**Your task:** From the material below, list every line containing "sconce".

**Source records:**
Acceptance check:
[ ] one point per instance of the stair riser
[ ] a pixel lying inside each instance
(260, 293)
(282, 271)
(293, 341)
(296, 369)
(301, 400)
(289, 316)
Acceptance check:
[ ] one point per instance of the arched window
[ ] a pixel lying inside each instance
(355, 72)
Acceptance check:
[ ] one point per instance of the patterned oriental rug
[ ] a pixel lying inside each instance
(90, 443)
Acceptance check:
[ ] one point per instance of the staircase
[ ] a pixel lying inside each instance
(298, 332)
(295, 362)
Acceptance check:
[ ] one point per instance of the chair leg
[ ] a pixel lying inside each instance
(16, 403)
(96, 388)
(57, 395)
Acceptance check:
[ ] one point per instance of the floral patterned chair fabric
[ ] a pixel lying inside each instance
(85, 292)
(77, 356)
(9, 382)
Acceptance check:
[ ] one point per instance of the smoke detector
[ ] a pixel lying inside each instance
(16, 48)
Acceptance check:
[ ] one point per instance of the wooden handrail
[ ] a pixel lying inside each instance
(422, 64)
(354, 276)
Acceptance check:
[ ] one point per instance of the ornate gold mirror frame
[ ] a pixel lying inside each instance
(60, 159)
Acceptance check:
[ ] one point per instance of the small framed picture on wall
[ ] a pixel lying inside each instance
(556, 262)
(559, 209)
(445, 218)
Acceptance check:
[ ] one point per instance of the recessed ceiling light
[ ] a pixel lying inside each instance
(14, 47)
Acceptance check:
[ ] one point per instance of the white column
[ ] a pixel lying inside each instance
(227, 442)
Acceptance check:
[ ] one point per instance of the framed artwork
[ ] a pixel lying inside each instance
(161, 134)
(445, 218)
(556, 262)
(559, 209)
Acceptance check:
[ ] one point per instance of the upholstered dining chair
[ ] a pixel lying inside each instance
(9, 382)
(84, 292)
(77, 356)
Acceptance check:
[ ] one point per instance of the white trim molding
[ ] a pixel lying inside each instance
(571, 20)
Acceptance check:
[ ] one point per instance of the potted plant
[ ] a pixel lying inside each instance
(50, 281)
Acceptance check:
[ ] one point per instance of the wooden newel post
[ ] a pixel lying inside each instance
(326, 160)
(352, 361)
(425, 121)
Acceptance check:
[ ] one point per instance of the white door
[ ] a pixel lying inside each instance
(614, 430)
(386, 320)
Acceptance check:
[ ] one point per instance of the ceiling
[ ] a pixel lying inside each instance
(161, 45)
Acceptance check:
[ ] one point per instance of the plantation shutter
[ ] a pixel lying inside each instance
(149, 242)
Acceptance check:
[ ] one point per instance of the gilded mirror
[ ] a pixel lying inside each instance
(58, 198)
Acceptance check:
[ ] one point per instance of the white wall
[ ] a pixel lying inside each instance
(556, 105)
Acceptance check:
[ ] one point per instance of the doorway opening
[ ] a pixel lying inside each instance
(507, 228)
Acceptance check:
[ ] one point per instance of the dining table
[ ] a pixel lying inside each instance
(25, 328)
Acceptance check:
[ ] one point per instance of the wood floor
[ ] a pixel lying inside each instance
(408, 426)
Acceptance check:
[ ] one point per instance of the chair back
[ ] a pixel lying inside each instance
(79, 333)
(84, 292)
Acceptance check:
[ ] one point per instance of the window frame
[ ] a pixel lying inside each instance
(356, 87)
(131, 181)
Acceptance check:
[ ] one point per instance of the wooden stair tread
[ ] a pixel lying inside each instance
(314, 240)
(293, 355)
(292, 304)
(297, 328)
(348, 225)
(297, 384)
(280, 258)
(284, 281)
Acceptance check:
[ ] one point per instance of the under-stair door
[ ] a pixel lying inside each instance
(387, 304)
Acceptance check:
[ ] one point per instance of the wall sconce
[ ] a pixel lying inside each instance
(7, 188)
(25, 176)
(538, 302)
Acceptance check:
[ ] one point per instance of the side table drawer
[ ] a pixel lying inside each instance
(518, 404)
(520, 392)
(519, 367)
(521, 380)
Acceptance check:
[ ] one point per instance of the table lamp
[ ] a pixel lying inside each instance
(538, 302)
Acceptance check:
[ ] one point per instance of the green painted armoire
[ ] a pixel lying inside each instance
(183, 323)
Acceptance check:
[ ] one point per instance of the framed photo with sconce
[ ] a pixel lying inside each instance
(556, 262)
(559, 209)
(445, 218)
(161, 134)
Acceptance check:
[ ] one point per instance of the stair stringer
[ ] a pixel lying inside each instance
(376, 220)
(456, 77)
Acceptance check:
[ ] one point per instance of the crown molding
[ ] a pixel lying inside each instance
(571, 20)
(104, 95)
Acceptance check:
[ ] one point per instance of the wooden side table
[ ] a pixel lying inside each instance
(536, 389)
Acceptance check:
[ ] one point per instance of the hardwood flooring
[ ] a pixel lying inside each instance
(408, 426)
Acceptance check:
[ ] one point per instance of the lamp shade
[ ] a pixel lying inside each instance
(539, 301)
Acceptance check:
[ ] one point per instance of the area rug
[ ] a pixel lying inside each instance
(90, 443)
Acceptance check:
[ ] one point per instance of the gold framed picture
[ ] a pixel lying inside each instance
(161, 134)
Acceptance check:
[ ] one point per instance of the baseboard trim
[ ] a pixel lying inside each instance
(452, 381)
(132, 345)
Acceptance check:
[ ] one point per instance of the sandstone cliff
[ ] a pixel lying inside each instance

**Completed task:**
[ ] one point per instance of the wall sconce
[ ] one point per instance of the framed photo with sconce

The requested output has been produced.